Provided records
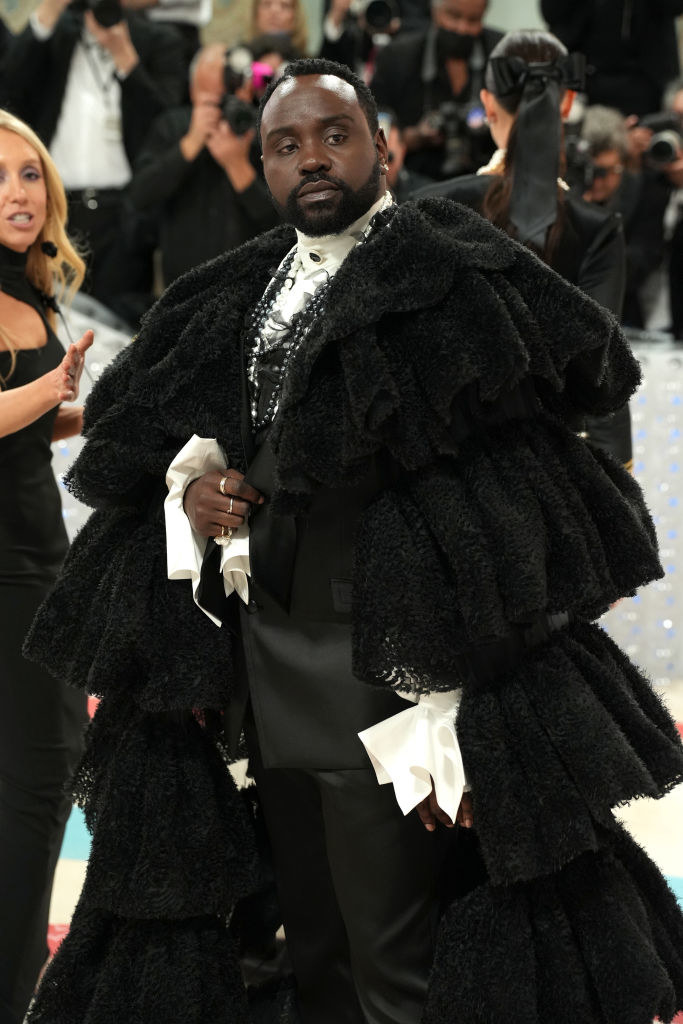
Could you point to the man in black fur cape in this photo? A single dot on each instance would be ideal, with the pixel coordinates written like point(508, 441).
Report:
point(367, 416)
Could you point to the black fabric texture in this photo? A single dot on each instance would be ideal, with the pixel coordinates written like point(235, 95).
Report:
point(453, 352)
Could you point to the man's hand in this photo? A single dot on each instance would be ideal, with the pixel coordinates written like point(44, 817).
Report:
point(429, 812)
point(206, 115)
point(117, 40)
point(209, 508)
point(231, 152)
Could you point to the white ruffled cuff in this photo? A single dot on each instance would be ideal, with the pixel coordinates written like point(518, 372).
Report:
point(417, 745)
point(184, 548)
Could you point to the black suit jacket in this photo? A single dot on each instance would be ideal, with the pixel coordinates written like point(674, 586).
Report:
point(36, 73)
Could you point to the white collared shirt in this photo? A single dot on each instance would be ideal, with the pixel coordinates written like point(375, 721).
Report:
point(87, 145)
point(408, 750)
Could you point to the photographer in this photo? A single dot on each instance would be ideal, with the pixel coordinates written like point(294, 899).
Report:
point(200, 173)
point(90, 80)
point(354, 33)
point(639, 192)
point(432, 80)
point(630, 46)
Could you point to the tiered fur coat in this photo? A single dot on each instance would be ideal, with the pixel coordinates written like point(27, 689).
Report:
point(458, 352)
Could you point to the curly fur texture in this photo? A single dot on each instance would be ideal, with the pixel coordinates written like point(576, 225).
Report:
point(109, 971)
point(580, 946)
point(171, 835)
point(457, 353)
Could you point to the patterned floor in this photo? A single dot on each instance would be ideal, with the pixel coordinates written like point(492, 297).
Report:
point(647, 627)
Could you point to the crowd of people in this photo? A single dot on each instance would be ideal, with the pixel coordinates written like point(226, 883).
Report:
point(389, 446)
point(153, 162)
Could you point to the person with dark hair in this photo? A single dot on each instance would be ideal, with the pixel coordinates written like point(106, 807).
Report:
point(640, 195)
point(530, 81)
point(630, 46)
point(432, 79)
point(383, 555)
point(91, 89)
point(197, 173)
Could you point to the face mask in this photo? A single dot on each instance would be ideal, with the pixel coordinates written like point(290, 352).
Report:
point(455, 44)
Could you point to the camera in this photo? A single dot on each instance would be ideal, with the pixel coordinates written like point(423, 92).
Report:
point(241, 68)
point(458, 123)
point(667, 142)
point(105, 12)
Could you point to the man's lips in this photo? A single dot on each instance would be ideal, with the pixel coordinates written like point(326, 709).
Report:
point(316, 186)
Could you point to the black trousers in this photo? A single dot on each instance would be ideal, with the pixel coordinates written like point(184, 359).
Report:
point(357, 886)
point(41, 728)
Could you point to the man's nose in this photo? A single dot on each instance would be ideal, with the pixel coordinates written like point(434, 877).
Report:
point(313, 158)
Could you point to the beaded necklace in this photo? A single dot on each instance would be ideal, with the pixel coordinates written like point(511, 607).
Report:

What you have to do
Reproduce the whole listing above word for word, dropping each image.

Exercise solution
Could you point to the man in black fur cape in this photo? A single dot on each instance would be ideal, with the pixel coordinates written like point(508, 441).
Report:
point(367, 416)
Could you point to the black fabric texture in this photo? A single dot on each instance would be ideal, with the pixel coordinates written like point(235, 95).
Report:
point(453, 352)
Could you point to the man's hand in this photo? A single dot on each instance would be ideal, with the pixel coordinates written like point(44, 817).
Report:
point(429, 812)
point(206, 115)
point(117, 40)
point(209, 508)
point(231, 152)
Could you point to the white ruffled cuff in this photo? A single dot on each instance would be ideal, with the pixel coordinates written like point(518, 372).
Report:
point(417, 745)
point(184, 548)
Could you point to the black suit jacket in this photo? A single dot on each instance would be ideal, with the pixel coordinates written like point(674, 586).
Report:
point(36, 73)
Could you point to the white collared shirt in this photo? A single dot on each instance would be ideal, with the pixel coordinates written like point(375, 721).
Report:
point(87, 145)
point(408, 750)
Could you point to the photographer in this photo? A single dot on each instance would be ideal, with the pixel coordinates written like point(294, 899).
Report:
point(200, 173)
point(90, 80)
point(354, 33)
point(639, 192)
point(432, 80)
point(630, 46)
Could you point to the tiered fur coat in this photo? A single dot on each instance would be ideal, with the pixel coordinates written like point(27, 689).
Report:
point(458, 352)
Could you point to the curly fur texture in this photo? A single dot on each instance would be ideal, with the pixel coordinates written like point(576, 225).
Report:
point(109, 971)
point(580, 946)
point(171, 835)
point(457, 353)
Could you point to the patterned floor in this photo? A single dot on each instance would be ideal, with the pixel coordinates written like point(492, 297).
Report:
point(647, 627)
Could you point to the crowd of people in this photo? A single dot on each instance would be ideal, with the pixel coordinates written like point(226, 883).
Report:
point(389, 446)
point(153, 162)
Could you point to the person with dark hair in this photo? A single dot on each instance would be ideal, with the pixel coordinates written like point(106, 807).
Report:
point(640, 195)
point(530, 81)
point(630, 46)
point(432, 79)
point(383, 555)
point(91, 89)
point(197, 173)
Could you point to the face mask in this photo? A single dot on each instance would be ideal, with the pixel coordinates written like point(290, 352).
Report:
point(455, 44)
Could you point to the camera in this photo? A single dot on each instance would be ideal, with the pixel coordinates written like point(423, 92).
Report:
point(241, 68)
point(458, 123)
point(667, 142)
point(105, 12)
Could you point to the man's lips in this photo? A single dot on each instance would be ideal, with the pixel coordinates written like point(326, 709).
Report:
point(316, 186)
Could you point to the black trousers in this photo? A single dot on each instance would be ideal, with the pixel coordinates written like point(184, 359).
Report:
point(357, 886)
point(41, 728)
Could you point to the man's nose in this photo? A single dot on each instance would be ideal, with the pixel coordinates written like point(434, 877).
Report:
point(313, 158)
Could you point to the beaded necklace in this photo? A single dot on each instance would be ideal, with the pixel coordinates written like point(511, 607).
Report:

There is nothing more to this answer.